# Written task:
Gather every line of the records below that contains the word "ceiling", matching case exactly.

━━━━━ Data rows

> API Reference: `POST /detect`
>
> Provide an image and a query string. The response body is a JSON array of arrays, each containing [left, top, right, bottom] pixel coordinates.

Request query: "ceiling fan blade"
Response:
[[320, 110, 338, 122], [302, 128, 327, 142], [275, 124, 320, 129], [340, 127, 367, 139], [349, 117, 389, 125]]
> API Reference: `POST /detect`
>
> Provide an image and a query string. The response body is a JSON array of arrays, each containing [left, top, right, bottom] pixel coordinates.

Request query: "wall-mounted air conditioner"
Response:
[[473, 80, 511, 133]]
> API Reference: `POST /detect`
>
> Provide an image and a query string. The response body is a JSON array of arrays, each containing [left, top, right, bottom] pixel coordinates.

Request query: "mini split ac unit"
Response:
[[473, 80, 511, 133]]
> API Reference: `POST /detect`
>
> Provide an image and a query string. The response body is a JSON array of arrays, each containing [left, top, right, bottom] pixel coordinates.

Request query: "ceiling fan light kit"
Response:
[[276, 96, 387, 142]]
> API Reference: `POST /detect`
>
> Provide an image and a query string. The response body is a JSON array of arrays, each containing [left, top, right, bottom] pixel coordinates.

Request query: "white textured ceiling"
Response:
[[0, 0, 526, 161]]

━━━━━━━━━━

# In response:
Request query: "ceiling fan blade"
Request query: "ceiling fan light kit"
Request query: "white textured ceiling"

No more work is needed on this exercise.